WHAT TO DO: Copy each line below without leaving any out.

GIVEN RECORDS:
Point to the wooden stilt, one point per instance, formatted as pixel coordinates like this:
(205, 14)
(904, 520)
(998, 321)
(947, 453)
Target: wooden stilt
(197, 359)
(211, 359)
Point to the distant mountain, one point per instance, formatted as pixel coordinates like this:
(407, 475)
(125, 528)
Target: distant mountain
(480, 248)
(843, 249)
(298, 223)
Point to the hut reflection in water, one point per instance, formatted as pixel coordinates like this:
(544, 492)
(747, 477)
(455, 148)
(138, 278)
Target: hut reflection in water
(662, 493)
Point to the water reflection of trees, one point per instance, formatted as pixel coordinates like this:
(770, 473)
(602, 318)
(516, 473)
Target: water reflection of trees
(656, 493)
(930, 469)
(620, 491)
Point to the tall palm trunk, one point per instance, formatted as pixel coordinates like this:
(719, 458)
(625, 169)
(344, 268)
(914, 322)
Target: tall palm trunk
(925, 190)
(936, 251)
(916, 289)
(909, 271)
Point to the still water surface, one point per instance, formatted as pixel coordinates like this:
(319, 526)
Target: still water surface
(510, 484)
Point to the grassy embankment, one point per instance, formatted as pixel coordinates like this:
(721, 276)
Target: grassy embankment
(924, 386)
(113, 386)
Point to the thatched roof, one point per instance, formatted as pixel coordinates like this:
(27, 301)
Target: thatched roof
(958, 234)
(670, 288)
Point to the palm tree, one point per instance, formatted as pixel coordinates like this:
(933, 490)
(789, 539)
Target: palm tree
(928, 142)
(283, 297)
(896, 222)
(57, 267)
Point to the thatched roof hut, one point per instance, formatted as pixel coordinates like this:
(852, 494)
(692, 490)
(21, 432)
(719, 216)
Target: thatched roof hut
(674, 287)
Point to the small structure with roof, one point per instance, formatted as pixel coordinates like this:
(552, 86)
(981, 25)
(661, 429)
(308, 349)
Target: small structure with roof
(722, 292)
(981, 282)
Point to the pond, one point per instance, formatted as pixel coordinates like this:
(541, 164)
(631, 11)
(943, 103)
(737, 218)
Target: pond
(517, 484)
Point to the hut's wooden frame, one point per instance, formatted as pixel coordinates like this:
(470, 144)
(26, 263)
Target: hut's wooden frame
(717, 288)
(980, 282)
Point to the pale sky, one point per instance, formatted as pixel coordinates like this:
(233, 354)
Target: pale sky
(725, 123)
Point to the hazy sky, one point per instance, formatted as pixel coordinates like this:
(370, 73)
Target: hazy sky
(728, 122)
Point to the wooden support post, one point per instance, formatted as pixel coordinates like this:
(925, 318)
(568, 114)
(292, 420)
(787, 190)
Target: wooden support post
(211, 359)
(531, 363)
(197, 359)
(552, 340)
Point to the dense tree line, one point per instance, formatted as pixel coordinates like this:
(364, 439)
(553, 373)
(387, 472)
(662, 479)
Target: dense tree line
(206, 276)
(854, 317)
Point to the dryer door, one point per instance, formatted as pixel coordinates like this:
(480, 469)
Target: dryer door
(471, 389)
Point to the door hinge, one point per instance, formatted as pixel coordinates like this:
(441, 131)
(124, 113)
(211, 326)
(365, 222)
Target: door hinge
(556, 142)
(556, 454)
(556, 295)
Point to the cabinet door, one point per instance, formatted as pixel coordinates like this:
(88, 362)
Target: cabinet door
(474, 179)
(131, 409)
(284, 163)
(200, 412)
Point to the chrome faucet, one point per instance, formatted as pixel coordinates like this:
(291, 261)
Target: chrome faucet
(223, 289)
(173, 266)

REPLY:
Point to the wooden stilt, one point per instance, formatted as pixel coordinates like this:
(205, 14)
(904, 520)
(998, 321)
(947, 453)
Target: wooden stilt
(197, 359)
(211, 359)
Point to the distant mountain, one point per instance, formatted as pixel coordinates like this:
(407, 475)
(125, 528)
Target: distant mountain
(480, 248)
(843, 249)
(298, 223)
Point to the hut reflection in water, one point per instance, formatted as pixel coordinates like this:
(544, 492)
(747, 477)
(455, 148)
(138, 278)
Target: hut reflection in water
(662, 493)
Point to the water reflection of trees, one point per instance, formatted as pixel coordinates like this:
(770, 473)
(602, 318)
(516, 473)
Target: water reflection of trees
(656, 493)
(930, 469)
(620, 491)
Point to the tall palm trunk, one point per instance, formatted as pixel coordinates like this:
(719, 458)
(625, 169)
(344, 268)
(914, 322)
Target: tall palm trunk
(925, 190)
(936, 251)
(916, 289)
(909, 271)
Point to the still water surface, one point per instance, formatted as pixel coordinates like this:
(319, 526)
Target: still water surface
(510, 484)
Point to the grassy embankment, one point per instance, formatted as pixel coordinates like this:
(721, 276)
Target: grassy embankment
(924, 386)
(113, 386)
Point to the thatched roof, one point per instance, formatted as pixel coordinates like this:
(27, 301)
Target: thatched roof
(958, 234)
(670, 288)
Point to the palm tree, one point per instance, formatted as pixel coordinates like this:
(933, 490)
(789, 539)
Target: palm tree
(928, 142)
(283, 297)
(896, 222)
(57, 267)
Point to the thatched roof hut, one point per instance, formatted as pixel coordinates like this:
(852, 494)
(692, 490)
(21, 432)
(719, 216)
Target: thatched roof hut
(674, 287)
Point to the small structure with roof, one point per instance, formatted as pixel coordinates like this:
(552, 86)
(981, 25)
(661, 429)
(308, 349)
Target: small structure with roof
(722, 292)
(981, 282)
Point to the pond, one point per instance, formatted as pixel coordinates like this:
(541, 164)
(631, 11)
(943, 103)
(737, 218)
Target: pond
(517, 484)
Point to the hut's wooden frame, one point per instance, formatted as pixel coordinates like this:
(470, 144)
(26, 263)
Target: hut's wooden frame
(717, 288)
(980, 282)
Point to the pale sky, one point per instance, formatted as pixel coordinates like this:
(233, 354)
Target: pale sky
(725, 123)
Point to the hazy sky, one point per instance, formatted as pixel coordinates like this:
(370, 73)
Target: hazy sky
(728, 122)
Point to the wooden support post, one point per instance, formatted as pixel coordinates like this:
(925, 318)
(568, 114)
(292, 420)
(787, 190)
Target: wooden support post
(211, 359)
(531, 363)
(197, 359)
(552, 340)
Point to the dense tree line, one point per instance, formatted as pixel coordinates like this:
(364, 439)
(553, 373)
(387, 472)
(662, 479)
Target: dense tree line
(206, 276)
(854, 317)
Point to the dryer door, one point per instance, formatted as pixel coordinates like this:
(480, 469)
Target: dryer door
(471, 389)
Point to the door hinge, one point per instance, formatted as pixel coordinates like this:
(441, 131)
(124, 113)
(211, 326)
(365, 222)
Target: door hinge
(556, 142)
(556, 454)
(556, 295)
Point to the cabinet door, one point per instance, formatted as pixel coordinates like this:
(88, 362)
Target: cabinet door
(474, 179)
(131, 409)
(284, 163)
(200, 412)
Point to the chrome faucet, one point per instance, formatted as pixel coordinates like this:
(291, 261)
Target: chrome faucet
(223, 289)
(173, 266)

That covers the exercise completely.